_EXERCISE DESCRIPTION:_ Format the rows from the line with "Target: green soccer jersey" through the last line of the rows as a numbered list, omitting any blank lines.

_Part of a data file:_
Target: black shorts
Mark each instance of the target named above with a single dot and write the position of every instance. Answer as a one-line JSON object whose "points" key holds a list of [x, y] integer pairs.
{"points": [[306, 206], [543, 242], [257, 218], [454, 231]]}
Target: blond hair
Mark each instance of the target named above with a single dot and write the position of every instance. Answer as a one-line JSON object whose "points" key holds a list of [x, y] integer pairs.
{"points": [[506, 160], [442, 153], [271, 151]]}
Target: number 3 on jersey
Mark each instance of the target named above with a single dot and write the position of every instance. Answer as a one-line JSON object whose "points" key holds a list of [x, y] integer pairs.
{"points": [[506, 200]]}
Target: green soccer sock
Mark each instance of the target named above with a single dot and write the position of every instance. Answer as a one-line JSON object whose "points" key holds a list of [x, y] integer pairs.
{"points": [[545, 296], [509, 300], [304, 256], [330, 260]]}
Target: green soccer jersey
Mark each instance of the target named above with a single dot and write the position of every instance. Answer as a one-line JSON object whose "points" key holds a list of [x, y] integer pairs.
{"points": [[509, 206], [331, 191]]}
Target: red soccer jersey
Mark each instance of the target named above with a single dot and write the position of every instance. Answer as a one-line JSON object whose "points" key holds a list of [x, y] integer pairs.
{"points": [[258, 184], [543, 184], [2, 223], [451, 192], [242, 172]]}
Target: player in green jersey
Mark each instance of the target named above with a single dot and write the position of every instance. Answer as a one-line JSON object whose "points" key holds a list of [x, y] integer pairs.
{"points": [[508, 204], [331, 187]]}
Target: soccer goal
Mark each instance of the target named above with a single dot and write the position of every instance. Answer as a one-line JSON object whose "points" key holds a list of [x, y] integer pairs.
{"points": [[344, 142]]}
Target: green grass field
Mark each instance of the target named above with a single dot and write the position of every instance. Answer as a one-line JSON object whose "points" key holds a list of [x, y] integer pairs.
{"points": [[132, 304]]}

_ANSWER TO THE EXERCISE:_
1. Target: green soccer jersey
2. Mark each instance of the target named above with a single dot and write the position of every instance. Answer as a one-line JSON object whose "points" key holds a list of [x, y] integer pairs.
3. {"points": [[509, 206], [331, 191]]}
4. Target: red soccer jersey
5. Mark each instance of the target named above with a single dot and write the position of every instance. Answer as a one-line JSON object whose "points" key holds a list of [x, y] integer pairs.
6. {"points": [[258, 184], [543, 184], [2, 223], [451, 192], [242, 172]]}
7. Target: player in green jersey
8. Mark each instance of the target named above with a single dot and write the position of every instance. Answer as a one-line JSON object whose "points" key holds a list of [x, y] integer pairs.
9. {"points": [[508, 204], [331, 187]]}
10. Target: soccer goal
11. Mark each instance of the target named above with a single dot and write the position of every instance. Answer as a one-line JSON object whose "points" key holds a list of [x, y] integer pairs.
12. {"points": [[344, 142]]}
13. Target: green grass field
14. Mark each instance of the target named above with a single dot and write the position of every instance. Answer as a one-line JSON object whose "points" key holds a list of [x, y] integer pairs.
15. {"points": [[132, 304]]}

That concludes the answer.